Requirements
Reproduce word for word the stretch of the listing from its start through the line containing "37], [12, 32]]", omitting the pictures.

Extracted entries
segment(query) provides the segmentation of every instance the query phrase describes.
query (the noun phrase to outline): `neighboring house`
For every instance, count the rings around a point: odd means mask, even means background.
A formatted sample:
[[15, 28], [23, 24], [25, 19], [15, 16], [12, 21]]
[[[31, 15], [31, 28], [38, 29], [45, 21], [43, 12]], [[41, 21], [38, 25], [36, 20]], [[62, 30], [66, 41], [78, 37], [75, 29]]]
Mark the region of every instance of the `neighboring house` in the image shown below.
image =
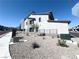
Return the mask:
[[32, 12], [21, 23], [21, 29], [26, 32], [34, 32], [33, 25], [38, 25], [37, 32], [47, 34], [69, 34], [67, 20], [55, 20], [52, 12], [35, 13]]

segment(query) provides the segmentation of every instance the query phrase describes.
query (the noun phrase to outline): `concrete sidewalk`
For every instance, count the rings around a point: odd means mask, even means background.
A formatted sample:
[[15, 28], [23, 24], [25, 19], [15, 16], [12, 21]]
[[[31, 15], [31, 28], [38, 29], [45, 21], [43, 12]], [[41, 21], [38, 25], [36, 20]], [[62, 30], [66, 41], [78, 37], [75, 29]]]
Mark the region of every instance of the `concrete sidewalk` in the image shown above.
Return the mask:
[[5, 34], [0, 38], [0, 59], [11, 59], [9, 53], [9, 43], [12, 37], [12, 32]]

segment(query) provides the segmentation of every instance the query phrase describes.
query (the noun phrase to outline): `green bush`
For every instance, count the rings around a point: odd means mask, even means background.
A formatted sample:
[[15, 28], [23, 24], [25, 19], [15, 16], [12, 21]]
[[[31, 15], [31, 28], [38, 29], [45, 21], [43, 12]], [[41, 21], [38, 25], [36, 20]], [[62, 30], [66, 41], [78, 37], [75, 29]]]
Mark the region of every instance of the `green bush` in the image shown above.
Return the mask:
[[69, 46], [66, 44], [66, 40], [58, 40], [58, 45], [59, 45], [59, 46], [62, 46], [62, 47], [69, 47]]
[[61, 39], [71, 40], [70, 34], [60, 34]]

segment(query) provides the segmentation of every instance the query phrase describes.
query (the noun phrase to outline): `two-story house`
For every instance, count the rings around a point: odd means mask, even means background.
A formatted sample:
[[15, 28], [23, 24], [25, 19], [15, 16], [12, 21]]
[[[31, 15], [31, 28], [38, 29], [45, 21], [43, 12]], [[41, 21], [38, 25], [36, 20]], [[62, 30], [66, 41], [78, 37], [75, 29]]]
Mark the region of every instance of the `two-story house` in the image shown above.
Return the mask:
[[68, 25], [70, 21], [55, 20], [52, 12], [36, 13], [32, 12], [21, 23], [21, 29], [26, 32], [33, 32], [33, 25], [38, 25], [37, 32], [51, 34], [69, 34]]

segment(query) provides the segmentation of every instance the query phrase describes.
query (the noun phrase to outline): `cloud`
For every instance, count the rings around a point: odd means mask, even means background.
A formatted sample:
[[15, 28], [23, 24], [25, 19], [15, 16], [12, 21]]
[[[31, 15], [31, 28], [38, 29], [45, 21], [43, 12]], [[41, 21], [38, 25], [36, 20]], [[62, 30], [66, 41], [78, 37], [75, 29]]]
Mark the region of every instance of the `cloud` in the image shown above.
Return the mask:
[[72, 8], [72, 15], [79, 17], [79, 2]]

Result of this exercise
segment(query) provides the segmentation of every instance the query phrase describes.
query (the noun phrase to outline): `neighboring house`
For every instance, count the rings around a point: odd means mask, even means background.
A formatted sample:
[[15, 28], [23, 24], [25, 19], [15, 16], [12, 21]]
[[[31, 15], [31, 28], [38, 29], [45, 21], [43, 12]], [[41, 21], [38, 25], [36, 20]], [[62, 30], [66, 41], [78, 37], [75, 29]]]
Mark the region of every instance of the `neighboring house` in the image shown below.
image =
Return the mask:
[[32, 12], [21, 23], [21, 29], [26, 32], [34, 32], [33, 25], [38, 25], [37, 32], [47, 34], [69, 34], [67, 20], [55, 20], [52, 12], [35, 13]]

segment(query) provides the segmentation of every instance the query phrase describes.
query (the noun phrase to outline): `concrete sidewalk`
For every instance, count the rings around a point: odd means mask, even means background.
A formatted sample:
[[15, 28], [23, 24], [25, 19], [15, 16], [12, 21]]
[[[31, 15], [31, 28], [38, 29], [45, 21], [43, 12]], [[41, 21], [38, 25], [36, 20]], [[62, 30], [66, 41], [78, 37], [75, 29]]]
Mark the region of every instance of the `concrete sidewalk` in the image shown above.
Return the mask:
[[5, 34], [0, 38], [0, 59], [11, 59], [9, 53], [9, 43], [12, 37], [12, 32]]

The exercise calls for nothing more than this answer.